# What to do
An exact reproduction of the records is required, with all images left out.

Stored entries
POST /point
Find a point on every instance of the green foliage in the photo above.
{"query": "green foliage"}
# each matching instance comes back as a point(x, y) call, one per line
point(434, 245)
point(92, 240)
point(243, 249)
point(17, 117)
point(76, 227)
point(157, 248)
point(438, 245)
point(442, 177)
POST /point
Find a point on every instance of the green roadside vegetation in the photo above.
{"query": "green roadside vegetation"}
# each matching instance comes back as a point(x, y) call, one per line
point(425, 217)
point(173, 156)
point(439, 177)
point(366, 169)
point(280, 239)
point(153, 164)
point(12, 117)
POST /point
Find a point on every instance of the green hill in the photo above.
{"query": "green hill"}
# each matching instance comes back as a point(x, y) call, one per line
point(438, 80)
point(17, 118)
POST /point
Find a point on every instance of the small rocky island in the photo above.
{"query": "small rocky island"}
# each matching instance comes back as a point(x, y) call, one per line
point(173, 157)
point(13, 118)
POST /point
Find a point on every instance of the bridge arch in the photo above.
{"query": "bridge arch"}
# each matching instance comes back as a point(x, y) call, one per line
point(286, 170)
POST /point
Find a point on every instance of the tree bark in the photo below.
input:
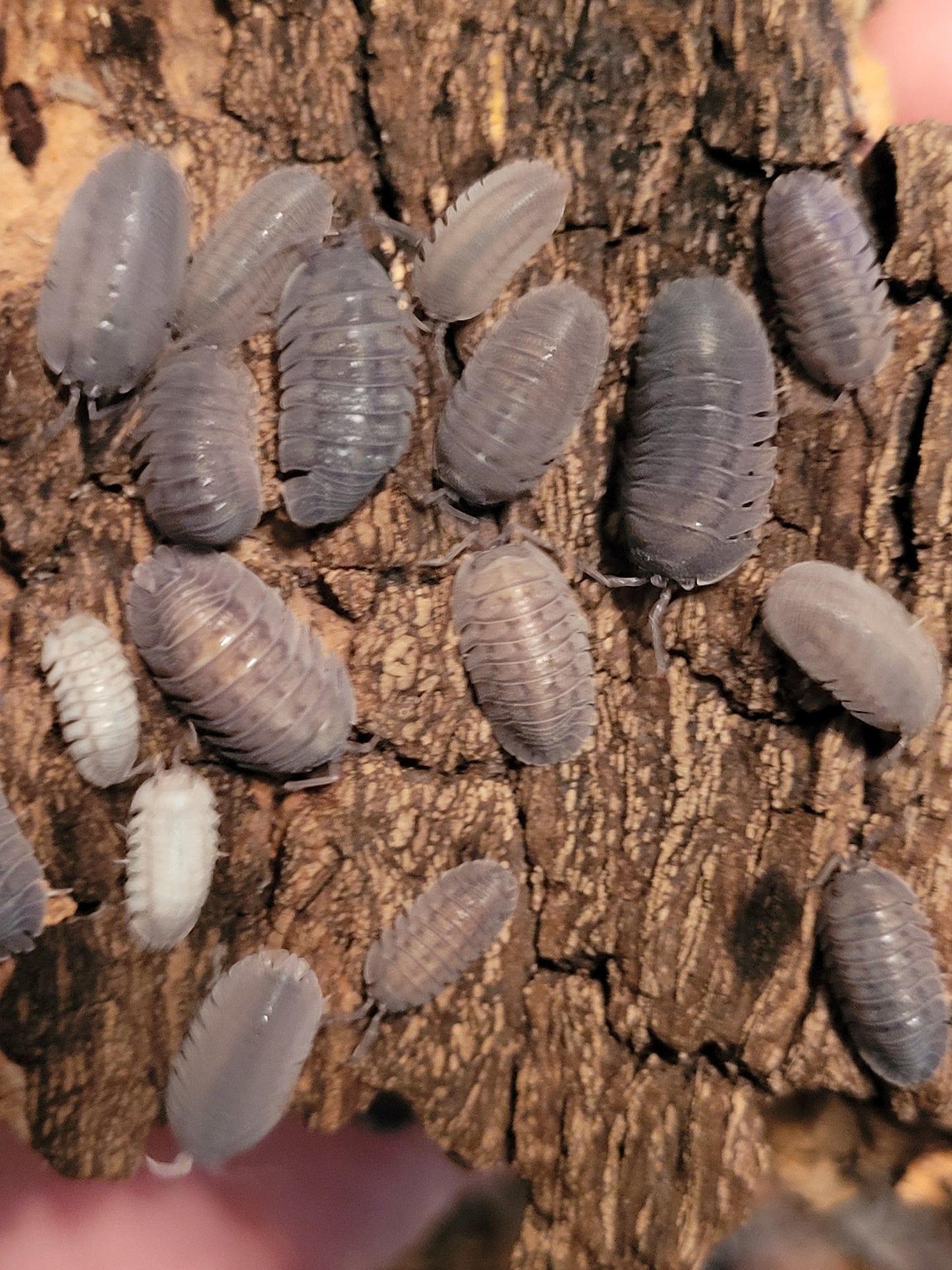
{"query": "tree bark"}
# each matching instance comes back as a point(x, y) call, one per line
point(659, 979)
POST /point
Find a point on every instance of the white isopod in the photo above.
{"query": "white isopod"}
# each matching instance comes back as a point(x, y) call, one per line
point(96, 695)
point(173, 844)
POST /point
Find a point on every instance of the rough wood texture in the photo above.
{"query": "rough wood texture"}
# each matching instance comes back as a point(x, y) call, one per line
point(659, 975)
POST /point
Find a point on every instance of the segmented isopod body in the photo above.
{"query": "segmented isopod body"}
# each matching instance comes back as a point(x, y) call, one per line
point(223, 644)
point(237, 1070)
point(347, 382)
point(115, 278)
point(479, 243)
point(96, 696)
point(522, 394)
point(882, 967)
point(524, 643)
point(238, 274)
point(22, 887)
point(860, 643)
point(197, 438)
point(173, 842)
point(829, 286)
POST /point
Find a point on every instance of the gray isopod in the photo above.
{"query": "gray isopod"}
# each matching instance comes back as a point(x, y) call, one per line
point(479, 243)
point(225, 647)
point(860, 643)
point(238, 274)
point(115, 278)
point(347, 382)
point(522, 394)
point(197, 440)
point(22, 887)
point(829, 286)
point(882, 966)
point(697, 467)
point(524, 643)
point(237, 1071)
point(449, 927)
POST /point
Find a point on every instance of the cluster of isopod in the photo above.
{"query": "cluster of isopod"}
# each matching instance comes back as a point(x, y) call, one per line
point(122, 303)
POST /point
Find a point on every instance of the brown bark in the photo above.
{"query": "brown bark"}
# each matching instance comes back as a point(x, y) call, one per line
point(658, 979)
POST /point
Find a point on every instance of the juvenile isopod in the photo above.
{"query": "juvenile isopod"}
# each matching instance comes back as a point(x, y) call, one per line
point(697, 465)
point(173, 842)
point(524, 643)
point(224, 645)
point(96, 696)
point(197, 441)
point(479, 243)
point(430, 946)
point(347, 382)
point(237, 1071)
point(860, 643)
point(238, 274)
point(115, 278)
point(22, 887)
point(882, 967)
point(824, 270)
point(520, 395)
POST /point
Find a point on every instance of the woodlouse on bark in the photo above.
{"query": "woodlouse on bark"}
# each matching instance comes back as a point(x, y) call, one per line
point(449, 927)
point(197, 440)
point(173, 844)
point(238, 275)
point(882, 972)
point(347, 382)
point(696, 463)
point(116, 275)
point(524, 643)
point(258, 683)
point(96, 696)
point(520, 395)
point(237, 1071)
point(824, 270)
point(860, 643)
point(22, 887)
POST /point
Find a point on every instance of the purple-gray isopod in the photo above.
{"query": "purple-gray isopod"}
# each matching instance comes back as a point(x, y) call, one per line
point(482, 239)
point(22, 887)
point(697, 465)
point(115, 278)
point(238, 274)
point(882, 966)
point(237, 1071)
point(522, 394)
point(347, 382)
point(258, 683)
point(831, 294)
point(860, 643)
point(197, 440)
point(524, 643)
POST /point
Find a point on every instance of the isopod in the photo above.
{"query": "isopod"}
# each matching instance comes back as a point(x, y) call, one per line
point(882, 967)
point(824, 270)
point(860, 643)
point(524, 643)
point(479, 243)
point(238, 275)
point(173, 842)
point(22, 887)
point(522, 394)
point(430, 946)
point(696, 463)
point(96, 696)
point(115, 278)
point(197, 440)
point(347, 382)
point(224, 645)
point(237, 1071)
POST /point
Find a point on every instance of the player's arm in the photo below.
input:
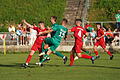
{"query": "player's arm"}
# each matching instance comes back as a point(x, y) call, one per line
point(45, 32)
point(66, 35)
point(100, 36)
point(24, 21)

# Reply
POST /point
Find a point on every instance of the green foliage in the photo above.
{"query": "green foliage"}
# each matching instance comes back as a point(x, y) call, one per line
point(434, 245)
point(92, 240)
point(243, 249)
point(17, 117)
point(76, 227)
point(157, 248)
point(438, 245)
point(442, 177)
POST /point
Find a point on every instance of the green roadside vegetation in the photo above.
{"query": "green roadside vegetation"}
# each matching instance comes back as a point(x, y) call, one per line
point(425, 217)
point(173, 156)
point(439, 177)
point(366, 169)
point(280, 239)
point(153, 164)
point(12, 117)
POST /point
Find a point on every instance of the green hill in the photo above.
{"query": "green hill"}
# each matching instance comes back as a point(x, y) call, one per line
point(438, 80)
point(17, 118)
POST /point
Find a point on every instance of the small rocky island in the photo above.
{"query": "small rocky island"}
# each matching instance comes back as a point(x, y) call, one per line
point(173, 157)
point(13, 118)
POST /point
Find a point on every instance of the bridge arch in the photo above.
{"query": "bridge arch"}
# each matching instance comes back as a point(x, y) call, one per line
point(286, 170)
POST /point
Find a point on every instance of the tree bark in the photo below.
input:
{"query": "tree bark"}
# each matching instance comes back as a point(x, y) call, one per line
point(659, 979)
POST /point
Find a point on every instance of the white isopod in the photo above.
{"query": "white isopod"}
# each matching instance comes back as a point(x, y) call, one per line
point(96, 695)
point(173, 844)
POST /point
Find a point on every instance of the rough wood texture in the photo above.
{"query": "rough wood texture"}
# each matching instance comes back as a point(x, y) call, one per line
point(659, 975)
POST /point
Find a point on every instance of the segmented isopod body in the photo above.
{"query": "segmented isopod body"}
# each matching instance comes back as a point(x, y) call, one per line
point(223, 644)
point(237, 1070)
point(347, 382)
point(115, 278)
point(479, 243)
point(96, 696)
point(522, 394)
point(882, 967)
point(524, 643)
point(238, 274)
point(22, 887)
point(860, 643)
point(197, 438)
point(173, 842)
point(829, 286)
POST /point
Find a point on every instance of the gray isopod in the photo above.
{"query": "gray isopod"}
# each matching instance comes back as a point(x, y) call, one per line
point(479, 243)
point(225, 647)
point(860, 643)
point(238, 274)
point(115, 278)
point(347, 382)
point(522, 394)
point(197, 440)
point(22, 887)
point(829, 286)
point(882, 966)
point(697, 467)
point(524, 643)
point(237, 1071)
point(449, 927)
POST /point
Find a point on every instance of the cluster of isopod in the photo above.
{"query": "cluster of isopod"}
# each matching instance comes back as a point(x, y) call, one per line
point(122, 303)
POST /point
Find a point on every instance of the brown bark in the photo above.
{"query": "brown bark"}
# each matching instance comes back as a point(x, y) call, one per line
point(658, 979)
POST /point
Find a point on every instance of the juvenile isopod in the photo above.
{"query": "juvenile isopod"}
# each matching instance comes back as a point(x, y) call, one per line
point(697, 465)
point(173, 842)
point(524, 643)
point(224, 645)
point(96, 696)
point(197, 441)
point(479, 243)
point(430, 946)
point(347, 382)
point(237, 1071)
point(860, 643)
point(238, 274)
point(115, 278)
point(22, 887)
point(882, 967)
point(824, 270)
point(520, 395)
POST /point
Find a point on every instance of the woodlouse on bark in the photo above.
{"query": "woodlouse on bark"}
# each matching instance comes back as a point(x, y) call, one per line
point(449, 927)
point(197, 440)
point(173, 844)
point(238, 275)
point(882, 972)
point(347, 382)
point(696, 463)
point(116, 275)
point(524, 643)
point(258, 683)
point(96, 696)
point(520, 395)
point(237, 1071)
point(824, 270)
point(860, 643)
point(22, 887)
POST /point
Find a point on every instance of the purple-gray isopod in the photo above.
{"query": "purple-gray isopod"}
# each matching instance comes back as a point(x, y) call, one per line
point(482, 239)
point(22, 887)
point(697, 465)
point(115, 278)
point(238, 274)
point(882, 966)
point(237, 1071)
point(522, 394)
point(347, 382)
point(258, 683)
point(831, 294)
point(860, 643)
point(197, 440)
point(524, 643)
POST /point
Find a point on every instance of the isopod in the photo above.
{"query": "isopod"}
# each matching instance comes back as a point(x, y) call, one per line
point(882, 967)
point(824, 270)
point(860, 643)
point(524, 643)
point(479, 243)
point(238, 275)
point(173, 842)
point(22, 887)
point(522, 394)
point(430, 946)
point(696, 463)
point(96, 696)
point(115, 278)
point(197, 440)
point(347, 382)
point(224, 645)
point(237, 1071)
POST /point
Find a point on every instance of the player's arm in the photo below.
input:
{"query": "player's arm"}
# each matching instance comes back as a point(x, y) call, one per line
point(45, 32)
point(66, 35)
point(100, 36)
point(24, 21)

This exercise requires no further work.